**Task details:**
Your task is to print all of the material verbatim.

■ ■ ■ ■

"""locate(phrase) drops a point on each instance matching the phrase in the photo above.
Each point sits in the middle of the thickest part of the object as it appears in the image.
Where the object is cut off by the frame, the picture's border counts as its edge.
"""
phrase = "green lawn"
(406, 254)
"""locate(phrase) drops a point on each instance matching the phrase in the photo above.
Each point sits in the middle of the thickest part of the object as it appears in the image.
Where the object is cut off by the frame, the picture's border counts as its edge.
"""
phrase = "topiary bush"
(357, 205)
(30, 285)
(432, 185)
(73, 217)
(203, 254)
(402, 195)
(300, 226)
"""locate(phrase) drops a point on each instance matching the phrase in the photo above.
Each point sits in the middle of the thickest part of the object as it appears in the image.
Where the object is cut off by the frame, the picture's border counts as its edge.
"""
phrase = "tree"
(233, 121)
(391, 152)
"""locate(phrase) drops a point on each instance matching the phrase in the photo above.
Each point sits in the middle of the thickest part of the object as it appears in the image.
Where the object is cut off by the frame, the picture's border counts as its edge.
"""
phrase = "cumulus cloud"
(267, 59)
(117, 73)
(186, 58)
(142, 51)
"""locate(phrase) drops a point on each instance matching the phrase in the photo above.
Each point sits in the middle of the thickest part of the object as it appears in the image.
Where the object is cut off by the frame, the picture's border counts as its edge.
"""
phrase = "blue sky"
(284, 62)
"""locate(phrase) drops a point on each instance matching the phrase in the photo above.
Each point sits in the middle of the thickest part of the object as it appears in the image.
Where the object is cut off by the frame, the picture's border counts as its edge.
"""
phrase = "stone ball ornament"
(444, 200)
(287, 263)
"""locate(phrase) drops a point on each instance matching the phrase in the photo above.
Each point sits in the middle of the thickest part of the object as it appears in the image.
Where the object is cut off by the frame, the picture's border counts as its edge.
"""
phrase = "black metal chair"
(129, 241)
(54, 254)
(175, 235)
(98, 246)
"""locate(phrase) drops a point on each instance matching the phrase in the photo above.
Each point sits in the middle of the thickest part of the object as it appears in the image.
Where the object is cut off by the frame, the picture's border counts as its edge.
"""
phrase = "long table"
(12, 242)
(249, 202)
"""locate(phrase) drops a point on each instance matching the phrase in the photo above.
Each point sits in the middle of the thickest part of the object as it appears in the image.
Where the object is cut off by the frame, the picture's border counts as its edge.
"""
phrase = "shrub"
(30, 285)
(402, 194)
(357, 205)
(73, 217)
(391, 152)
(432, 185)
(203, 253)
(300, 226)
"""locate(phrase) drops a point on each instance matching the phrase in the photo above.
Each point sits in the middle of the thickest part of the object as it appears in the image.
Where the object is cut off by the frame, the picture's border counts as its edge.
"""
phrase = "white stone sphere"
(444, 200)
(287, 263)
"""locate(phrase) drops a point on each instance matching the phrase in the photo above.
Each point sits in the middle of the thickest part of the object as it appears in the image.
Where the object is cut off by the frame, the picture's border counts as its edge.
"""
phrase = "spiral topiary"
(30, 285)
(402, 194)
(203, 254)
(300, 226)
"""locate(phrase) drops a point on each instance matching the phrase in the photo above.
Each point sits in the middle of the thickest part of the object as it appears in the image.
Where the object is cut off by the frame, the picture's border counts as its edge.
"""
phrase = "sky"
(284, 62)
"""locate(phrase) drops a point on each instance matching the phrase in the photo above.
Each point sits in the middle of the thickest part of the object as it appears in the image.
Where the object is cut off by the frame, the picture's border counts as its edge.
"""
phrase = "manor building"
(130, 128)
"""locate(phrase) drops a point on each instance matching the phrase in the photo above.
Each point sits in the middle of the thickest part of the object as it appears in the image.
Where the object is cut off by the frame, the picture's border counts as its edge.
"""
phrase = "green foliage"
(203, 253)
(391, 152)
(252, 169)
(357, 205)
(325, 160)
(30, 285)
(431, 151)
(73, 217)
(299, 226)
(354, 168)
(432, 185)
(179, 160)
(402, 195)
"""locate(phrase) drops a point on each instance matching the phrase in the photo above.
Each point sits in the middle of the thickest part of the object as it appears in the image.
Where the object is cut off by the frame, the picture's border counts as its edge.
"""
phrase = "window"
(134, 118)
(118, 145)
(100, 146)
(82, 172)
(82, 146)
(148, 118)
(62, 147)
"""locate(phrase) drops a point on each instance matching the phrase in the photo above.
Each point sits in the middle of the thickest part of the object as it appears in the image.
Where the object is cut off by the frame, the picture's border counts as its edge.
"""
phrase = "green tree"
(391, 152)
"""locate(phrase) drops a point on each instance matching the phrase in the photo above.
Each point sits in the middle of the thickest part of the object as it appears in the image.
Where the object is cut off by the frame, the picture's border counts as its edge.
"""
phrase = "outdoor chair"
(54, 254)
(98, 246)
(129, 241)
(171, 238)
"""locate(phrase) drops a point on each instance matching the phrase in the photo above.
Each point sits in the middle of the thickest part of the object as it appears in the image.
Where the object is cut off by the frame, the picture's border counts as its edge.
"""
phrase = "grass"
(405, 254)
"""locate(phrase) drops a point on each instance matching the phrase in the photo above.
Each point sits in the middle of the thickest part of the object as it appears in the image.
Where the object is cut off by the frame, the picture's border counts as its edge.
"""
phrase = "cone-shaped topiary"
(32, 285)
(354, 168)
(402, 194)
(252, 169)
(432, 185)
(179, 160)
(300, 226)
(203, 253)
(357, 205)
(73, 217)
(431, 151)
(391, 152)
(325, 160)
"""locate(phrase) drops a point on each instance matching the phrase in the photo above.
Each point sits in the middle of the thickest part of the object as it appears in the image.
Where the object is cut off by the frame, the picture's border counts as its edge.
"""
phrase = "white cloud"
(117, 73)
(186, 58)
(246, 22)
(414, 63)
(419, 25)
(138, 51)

■ ■ ■ ■

**Solution to this task:**
"""locate(phrase) drops a point on each instance matching the phrase in the photo above.
Each point sits in the middle of the thickest part of the object as it appears in the image.
Where the object is cut off by the frame, the picture's border counts as its edge.
"""
phrase = "green lawn"
(406, 254)
"""locate(phrase) drops a point on each instance matching the phrase in the photo above.
Each point sits in the middle of the thickest part of the object as it appears in the image.
Where the object is cut off by the frame, the picture's border counts as its edge.
"""
phrase = "topiary bush"
(357, 205)
(30, 285)
(432, 185)
(73, 217)
(203, 254)
(402, 195)
(300, 226)
"""locate(phrase) drops a point on each instance matching the phrase in the photo above.
Each point sits in the middle of the thickest part of the object as it appears in the image.
Where the object is cut off by the frame, the picture's border counts as its edge.
"""
phrase = "tree"
(233, 121)
(391, 152)
"""locate(phrase) drops a point on each instance matching the phrase in the photo above.
Each point sits in the middle of the thickest part of the object as it appears in the image.
Where the object is cut off by the frame, the picture's border counts as its edge.
"""
phrase = "cumulus cloud"
(267, 59)
(117, 73)
(186, 58)
(142, 51)
"""locate(phrase) drops a point on each instance matching the phrase in the photo above.
Each point sits in the middle of the thickest part of the object as it appears in the image.
Where the object is cut off by the frame, the picture's border counts as its edge.
"""
phrase = "blue sky"
(284, 62)
"""locate(phrase) drops a point on each instance matching the phrase in the photo above.
Each point sits in the middle of the thickest part of the object as it appears in the image.
Where the object is cut off by the frame, the picture's border counts as its edge.
"""
phrase = "stone ball ornament"
(444, 200)
(287, 263)
"""locate(phrase) drops a point on each instance matching the phrase in the photo above.
Each point sits in the middle of the thickest part of the object as it appears in the image.
Where the object is cut off by the frame, the picture's border counts as its edge.
"""
phrase = "black metal chair"
(129, 241)
(54, 254)
(175, 235)
(98, 246)
"""locate(phrase) drops a point on each instance matching the phrase in the photo above.
Each point sits in the middle of the thickest part of the object as it appears in the image.
Where the object is cut off by the frame, the picture's border counts as its edge.
"""
phrase = "long table"
(12, 242)
(249, 202)
"""locate(phrase) drops a point on each instance matching the phrase in the photo above.
Each point sits in the middle of the thickest part of the object as it appears in the image.
Where the object is cut off by the frame, the picture's border counts as its edge.
"""
phrase = "shrub"
(30, 285)
(402, 194)
(357, 205)
(73, 217)
(391, 152)
(432, 185)
(203, 253)
(300, 226)
"""locate(phrase) drops a point on each instance matching the phrase in the photo above.
Each point sits in the middle of the thickest part of the object as it appears in the image.
Where the object is cut off by the frame, the picture's border counts as its edge.
"""
phrase = "white stone sphere"
(444, 200)
(287, 263)
"""locate(phrase) drops a point on each instance matching the phrase in the photo above.
Each point sits in the middle of the thickest part of the object as it appears in the image.
Where the object is cut off by the frame, the picture's border counts as its edge.
"""
phrase = "spiral topiary"
(30, 285)
(402, 194)
(203, 254)
(300, 226)
"""locate(phrase) drops a point on each instance matching the phrase in the photo above.
Each point sits in the middle of the thickest part of the object as it appears in the image.
Where the object is cut off by the frame, the picture's border counts as its edge.
"""
phrase = "sky"
(284, 62)
"""locate(phrase) drops a point on each instance matching the phrase in the photo above.
Each point sits in the middle of the thickest part of the object as it appears in the image.
Where the object is cut off by the frame, the picture's border counts as its edge.
"""
phrase = "manor building"
(130, 128)
"""locate(phrase) drops a point on each instance matching the phrase in the photo above.
Each point sits in the middle of the thickest part of the object as it appears in the image.
Where the object is cut off by the frame, the picture's border counts as its edge.
"""
phrase = "green foliage"
(203, 253)
(391, 152)
(252, 169)
(357, 205)
(325, 160)
(30, 285)
(431, 151)
(73, 217)
(299, 226)
(354, 168)
(432, 185)
(179, 160)
(402, 195)
"""locate(phrase) drops a point on each instance matching the phrase in the photo above.
Each point sits in the middle of the thickest part of the object as it appears in the image.
Where the object is cut off by the frame, the picture's border counts as its edge.
"""
phrase = "window"
(134, 118)
(118, 145)
(100, 146)
(82, 172)
(82, 146)
(148, 118)
(62, 147)
"""locate(phrase) drops a point on each instance matching the phrase in the photo above.
Each point sits in the middle of the thickest part of the object as it appears in the image.
Where the object is cut off by the frame, the picture's border counts as its edge.
"""
phrase = "green tree"
(391, 152)
"""locate(phrase) drops a point on each instance matching the phrase in the photo above.
Each point sits in the middle of the thickest part of the object as it appears in the image.
Where the object is cut off by the frame, the picture's border counts as its edge.
"""
phrase = "outdoor chair"
(54, 254)
(98, 246)
(129, 241)
(171, 238)
"""locate(phrase) drops a point on each instance matching the phrase in the photo above.
Each point sits in the middle of the thickest part of the object as it appears in the image.
Where the object is cut off by the frame, the picture's border counts as its edge.
"""
phrase = "grass"
(405, 254)
"""locate(phrase) drops a point on each instance matching the phrase in the photo above.
Each point sits in the middle of the thickest part of the object as it appears in the image.
Where the object is cut off by the frame, the picture's border counts as its edge.
"""
phrase = "cone-shaped topiary"
(32, 285)
(354, 168)
(402, 194)
(252, 169)
(432, 185)
(179, 160)
(300, 226)
(203, 253)
(357, 205)
(73, 217)
(431, 151)
(391, 152)
(325, 160)
"""locate(phrase) drops a point on each instance matching the phrase in the photo above.
Each point sits in the middle of the thickest part of the object as it appears in the image.
Where the object is cut off by the frame, the picture's border counts as its edge.
"""
phrase = "white cloud"
(117, 73)
(186, 58)
(246, 22)
(414, 63)
(419, 25)
(138, 51)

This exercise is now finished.